Problem details:
In the entries below, find the line containing "Target: sheer curtain". Write out that line and all lines after it, exactly, and nothing else.

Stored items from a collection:
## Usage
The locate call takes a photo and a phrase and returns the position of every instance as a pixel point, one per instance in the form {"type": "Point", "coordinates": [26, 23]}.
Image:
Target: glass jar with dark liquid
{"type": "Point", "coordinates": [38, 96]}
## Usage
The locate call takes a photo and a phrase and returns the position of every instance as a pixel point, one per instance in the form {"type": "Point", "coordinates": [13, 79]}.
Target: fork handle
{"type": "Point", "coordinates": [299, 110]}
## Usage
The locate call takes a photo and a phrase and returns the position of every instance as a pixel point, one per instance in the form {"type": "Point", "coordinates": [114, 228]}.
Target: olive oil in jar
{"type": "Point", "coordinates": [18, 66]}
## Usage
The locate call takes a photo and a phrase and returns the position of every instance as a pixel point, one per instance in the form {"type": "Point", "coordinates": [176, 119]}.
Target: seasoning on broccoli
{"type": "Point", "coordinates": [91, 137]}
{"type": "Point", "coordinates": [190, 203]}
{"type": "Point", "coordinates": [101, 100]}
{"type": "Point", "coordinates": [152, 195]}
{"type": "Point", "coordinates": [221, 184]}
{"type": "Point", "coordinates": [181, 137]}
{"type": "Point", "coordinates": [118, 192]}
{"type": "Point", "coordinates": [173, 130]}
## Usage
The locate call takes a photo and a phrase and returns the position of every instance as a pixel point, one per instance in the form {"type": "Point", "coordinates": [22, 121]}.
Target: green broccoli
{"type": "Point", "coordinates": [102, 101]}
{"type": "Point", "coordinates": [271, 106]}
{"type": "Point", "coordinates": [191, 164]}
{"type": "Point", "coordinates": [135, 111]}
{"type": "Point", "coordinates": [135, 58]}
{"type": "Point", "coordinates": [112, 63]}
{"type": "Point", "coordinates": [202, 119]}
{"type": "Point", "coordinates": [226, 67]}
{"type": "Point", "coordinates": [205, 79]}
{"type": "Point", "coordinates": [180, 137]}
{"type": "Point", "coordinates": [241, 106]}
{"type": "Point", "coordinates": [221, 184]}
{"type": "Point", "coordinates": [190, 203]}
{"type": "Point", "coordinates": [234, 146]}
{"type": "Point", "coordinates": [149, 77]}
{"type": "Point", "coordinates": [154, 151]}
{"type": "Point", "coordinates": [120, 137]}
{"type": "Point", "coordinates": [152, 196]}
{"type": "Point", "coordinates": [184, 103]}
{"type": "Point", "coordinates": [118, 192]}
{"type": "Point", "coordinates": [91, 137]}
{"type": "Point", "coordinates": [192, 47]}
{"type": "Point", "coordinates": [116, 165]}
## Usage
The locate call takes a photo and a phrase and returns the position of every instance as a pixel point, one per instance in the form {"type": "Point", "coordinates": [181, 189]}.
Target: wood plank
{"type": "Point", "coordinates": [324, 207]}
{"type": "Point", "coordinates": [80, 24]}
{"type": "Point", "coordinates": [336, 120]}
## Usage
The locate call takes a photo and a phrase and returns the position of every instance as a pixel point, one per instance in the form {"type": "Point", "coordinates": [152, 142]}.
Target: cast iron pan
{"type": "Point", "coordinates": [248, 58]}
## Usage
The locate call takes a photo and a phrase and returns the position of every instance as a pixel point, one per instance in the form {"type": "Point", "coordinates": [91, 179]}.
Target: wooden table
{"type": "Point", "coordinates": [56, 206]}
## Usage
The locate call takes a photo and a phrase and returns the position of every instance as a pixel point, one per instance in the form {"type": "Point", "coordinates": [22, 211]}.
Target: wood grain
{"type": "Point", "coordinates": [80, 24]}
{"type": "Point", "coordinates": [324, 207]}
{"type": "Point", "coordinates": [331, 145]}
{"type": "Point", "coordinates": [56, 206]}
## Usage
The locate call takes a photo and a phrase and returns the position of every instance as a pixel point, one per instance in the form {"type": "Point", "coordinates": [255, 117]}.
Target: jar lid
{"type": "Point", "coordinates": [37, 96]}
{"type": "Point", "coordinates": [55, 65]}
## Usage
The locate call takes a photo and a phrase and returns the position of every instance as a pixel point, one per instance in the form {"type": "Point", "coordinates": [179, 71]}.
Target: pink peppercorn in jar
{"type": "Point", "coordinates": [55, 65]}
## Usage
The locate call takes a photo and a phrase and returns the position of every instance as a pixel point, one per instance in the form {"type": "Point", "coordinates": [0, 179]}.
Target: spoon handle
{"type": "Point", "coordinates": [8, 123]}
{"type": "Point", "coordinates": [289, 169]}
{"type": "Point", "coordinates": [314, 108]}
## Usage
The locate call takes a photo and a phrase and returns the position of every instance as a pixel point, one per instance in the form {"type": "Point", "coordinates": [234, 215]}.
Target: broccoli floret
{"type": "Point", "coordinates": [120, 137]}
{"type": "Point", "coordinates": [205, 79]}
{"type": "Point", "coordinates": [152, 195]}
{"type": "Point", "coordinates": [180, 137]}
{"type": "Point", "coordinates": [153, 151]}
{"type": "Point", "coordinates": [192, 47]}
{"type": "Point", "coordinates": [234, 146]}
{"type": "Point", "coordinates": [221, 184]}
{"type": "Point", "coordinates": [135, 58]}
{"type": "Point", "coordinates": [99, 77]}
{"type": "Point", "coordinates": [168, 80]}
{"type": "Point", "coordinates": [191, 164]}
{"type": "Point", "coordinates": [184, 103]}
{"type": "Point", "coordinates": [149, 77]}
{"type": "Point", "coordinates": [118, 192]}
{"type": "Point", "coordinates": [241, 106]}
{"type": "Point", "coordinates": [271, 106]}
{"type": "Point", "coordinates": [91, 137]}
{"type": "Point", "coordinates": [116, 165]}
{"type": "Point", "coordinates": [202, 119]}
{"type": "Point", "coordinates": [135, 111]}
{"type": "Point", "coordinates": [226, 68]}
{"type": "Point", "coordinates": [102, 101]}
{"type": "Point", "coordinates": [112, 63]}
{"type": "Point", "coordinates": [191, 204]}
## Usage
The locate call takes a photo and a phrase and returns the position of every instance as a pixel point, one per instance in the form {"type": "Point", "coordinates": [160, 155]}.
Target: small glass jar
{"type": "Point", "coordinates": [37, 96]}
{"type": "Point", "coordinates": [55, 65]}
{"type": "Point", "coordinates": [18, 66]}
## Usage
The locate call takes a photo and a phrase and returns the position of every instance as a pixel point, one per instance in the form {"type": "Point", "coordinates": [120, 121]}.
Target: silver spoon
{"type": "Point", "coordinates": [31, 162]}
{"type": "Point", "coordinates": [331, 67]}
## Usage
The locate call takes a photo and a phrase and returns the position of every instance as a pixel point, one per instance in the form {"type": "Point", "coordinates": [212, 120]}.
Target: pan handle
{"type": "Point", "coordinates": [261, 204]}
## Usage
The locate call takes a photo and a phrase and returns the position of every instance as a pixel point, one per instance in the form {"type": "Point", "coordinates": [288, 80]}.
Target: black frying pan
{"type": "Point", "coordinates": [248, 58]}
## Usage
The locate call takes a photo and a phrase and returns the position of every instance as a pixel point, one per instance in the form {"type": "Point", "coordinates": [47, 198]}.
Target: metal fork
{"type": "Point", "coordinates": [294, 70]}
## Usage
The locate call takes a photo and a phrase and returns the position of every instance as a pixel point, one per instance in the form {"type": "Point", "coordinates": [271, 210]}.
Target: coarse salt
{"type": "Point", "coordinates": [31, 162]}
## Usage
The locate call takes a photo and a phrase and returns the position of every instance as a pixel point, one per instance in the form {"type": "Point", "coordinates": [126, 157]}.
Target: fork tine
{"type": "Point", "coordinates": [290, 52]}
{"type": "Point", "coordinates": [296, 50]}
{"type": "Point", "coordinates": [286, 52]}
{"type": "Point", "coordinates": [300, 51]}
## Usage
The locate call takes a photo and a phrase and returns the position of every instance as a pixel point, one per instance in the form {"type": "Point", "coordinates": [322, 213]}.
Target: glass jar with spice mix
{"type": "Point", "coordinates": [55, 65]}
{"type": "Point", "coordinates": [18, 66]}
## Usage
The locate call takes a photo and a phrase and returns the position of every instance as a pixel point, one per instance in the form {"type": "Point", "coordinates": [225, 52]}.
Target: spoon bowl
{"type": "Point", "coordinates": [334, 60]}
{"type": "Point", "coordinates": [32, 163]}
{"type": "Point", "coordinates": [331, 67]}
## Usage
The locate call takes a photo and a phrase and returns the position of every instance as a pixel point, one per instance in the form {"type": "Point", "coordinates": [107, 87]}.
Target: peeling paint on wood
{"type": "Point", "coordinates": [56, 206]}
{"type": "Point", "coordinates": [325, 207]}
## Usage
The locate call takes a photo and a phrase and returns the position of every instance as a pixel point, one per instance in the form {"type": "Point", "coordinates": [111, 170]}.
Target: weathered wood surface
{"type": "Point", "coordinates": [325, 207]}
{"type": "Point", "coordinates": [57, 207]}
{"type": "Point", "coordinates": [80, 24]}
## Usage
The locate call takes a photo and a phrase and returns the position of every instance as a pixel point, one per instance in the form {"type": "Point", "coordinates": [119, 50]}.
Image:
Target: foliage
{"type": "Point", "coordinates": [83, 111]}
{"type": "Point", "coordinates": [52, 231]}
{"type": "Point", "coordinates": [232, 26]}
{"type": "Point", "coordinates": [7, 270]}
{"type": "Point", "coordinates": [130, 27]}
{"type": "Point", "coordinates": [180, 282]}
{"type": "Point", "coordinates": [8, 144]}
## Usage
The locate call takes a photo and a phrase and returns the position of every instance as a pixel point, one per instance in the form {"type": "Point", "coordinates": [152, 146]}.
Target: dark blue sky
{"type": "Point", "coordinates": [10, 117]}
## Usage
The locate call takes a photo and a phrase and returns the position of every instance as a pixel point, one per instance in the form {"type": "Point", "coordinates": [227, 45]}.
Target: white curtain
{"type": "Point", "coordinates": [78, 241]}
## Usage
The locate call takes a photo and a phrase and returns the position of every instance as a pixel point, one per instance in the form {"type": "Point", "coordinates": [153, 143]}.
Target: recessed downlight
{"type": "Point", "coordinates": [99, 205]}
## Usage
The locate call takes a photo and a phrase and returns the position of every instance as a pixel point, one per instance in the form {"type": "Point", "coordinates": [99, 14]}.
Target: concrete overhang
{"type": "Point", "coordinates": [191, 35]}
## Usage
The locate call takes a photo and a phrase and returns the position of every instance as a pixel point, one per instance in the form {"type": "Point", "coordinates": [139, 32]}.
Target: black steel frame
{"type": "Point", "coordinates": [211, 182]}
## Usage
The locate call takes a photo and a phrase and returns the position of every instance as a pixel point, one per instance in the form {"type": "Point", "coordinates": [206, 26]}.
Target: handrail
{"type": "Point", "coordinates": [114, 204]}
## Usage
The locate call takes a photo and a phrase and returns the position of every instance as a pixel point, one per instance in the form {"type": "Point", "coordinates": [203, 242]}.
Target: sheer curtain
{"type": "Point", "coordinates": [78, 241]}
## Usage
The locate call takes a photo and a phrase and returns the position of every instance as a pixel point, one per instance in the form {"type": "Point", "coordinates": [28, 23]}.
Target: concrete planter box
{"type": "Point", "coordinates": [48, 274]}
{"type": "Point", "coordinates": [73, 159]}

Output for this exercise:
Target: sheer curtain
{"type": "Point", "coordinates": [78, 241]}
## Usage
The locate call takes a photo and a phrase and returns the position of every instance as a pixel point, one per instance in the form {"type": "Point", "coordinates": [28, 23]}.
Target: concrete planter box
{"type": "Point", "coordinates": [48, 274]}
{"type": "Point", "coordinates": [73, 159]}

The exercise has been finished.